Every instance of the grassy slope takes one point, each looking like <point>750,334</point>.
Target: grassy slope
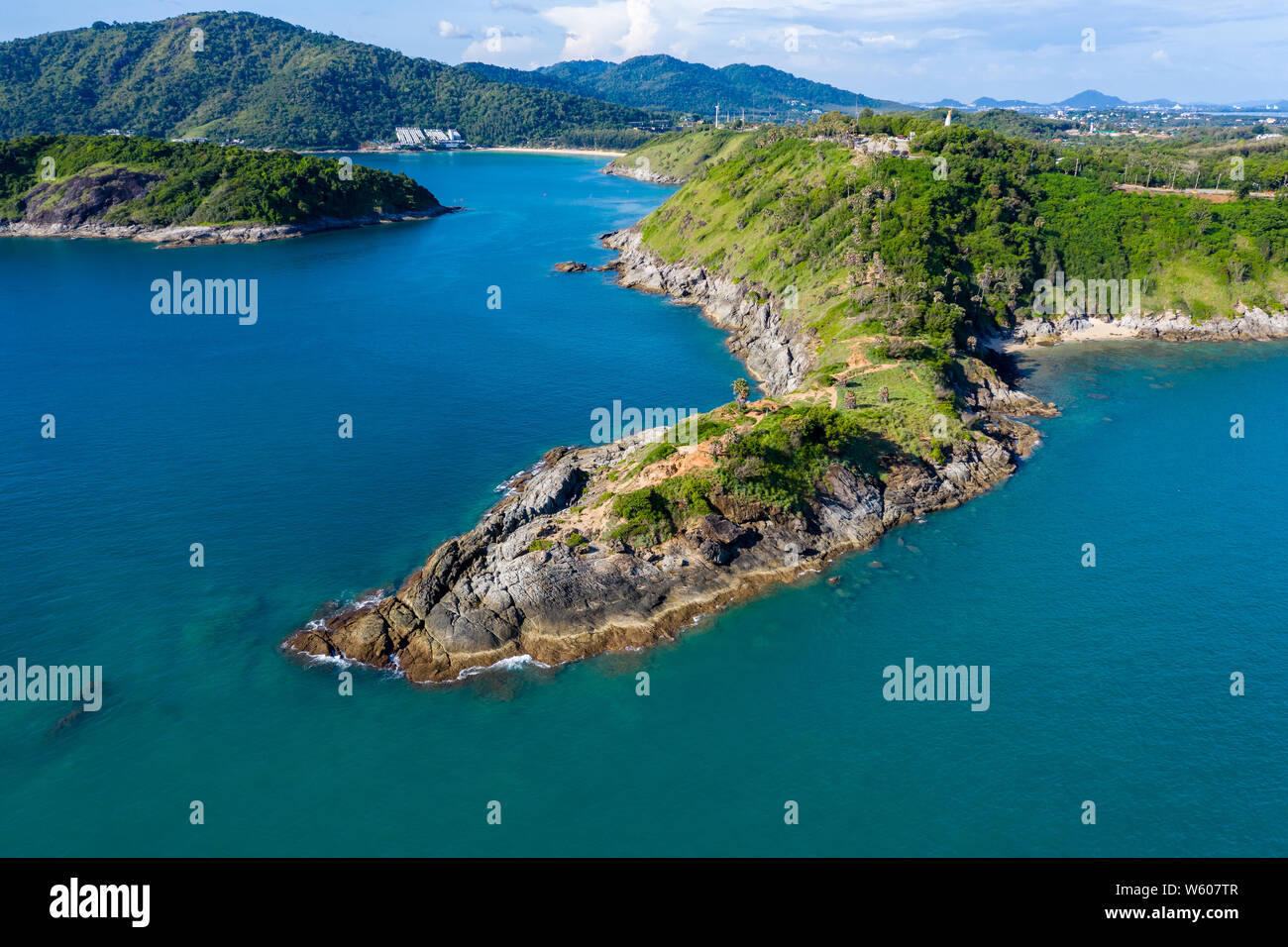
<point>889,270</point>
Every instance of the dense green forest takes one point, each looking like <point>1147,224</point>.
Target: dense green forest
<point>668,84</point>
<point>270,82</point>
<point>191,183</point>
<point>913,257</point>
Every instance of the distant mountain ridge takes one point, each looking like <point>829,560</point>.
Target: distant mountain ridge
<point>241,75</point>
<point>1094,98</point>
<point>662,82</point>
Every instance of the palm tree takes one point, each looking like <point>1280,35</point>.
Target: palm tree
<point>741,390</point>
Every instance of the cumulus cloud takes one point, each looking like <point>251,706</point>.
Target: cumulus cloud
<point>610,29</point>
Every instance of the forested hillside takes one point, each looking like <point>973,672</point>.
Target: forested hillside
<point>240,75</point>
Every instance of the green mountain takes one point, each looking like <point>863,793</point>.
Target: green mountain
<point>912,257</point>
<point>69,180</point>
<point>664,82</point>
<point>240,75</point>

┄┄┄┄┄┄

Requirements
Rescale the answer points in the records above. Copy every line of the records, multiply each answer-point coordinate by 2.2, round to the nearest whole number with halves going up, and leave the sample points in the other lines unchanged. Leave out the picture placeholders.

Correct output
Every instance of the grassy slope takes one point, each looking like <point>750,334</point>.
Target: grassy slope
<point>1956,594</point>
Every instance of the dense green forest takes one point, each looking like <point>1147,224</point>.
Target: dense green forest
<point>1470,185</point>
<point>594,180</point>
<point>420,403</point>
<point>2009,565</point>
Every instance of the distant mountain ridge takes one point, each looking like <point>829,560</point>.
Target: distant mountain ridge
<point>530,165</point>
<point>2407,216</point>
<point>1456,180</point>
Every instance of the palm tree takes one point, each looking like <point>1280,35</point>.
Target: palm tree
<point>1630,858</point>
Every instance of the cumulus cloud takes one point, each looking like <point>251,706</point>.
Target: cumulus cloud
<point>1342,64</point>
Every instance of the forested hillside takes one point, each looking like <point>973,672</point>.
Target: forested hillside
<point>528,165</point>
Every instance of the green mountain takes one point, each looking like <point>863,793</point>.
Target: green mountain
<point>2006,565</point>
<point>152,396</point>
<point>1461,180</point>
<point>528,165</point>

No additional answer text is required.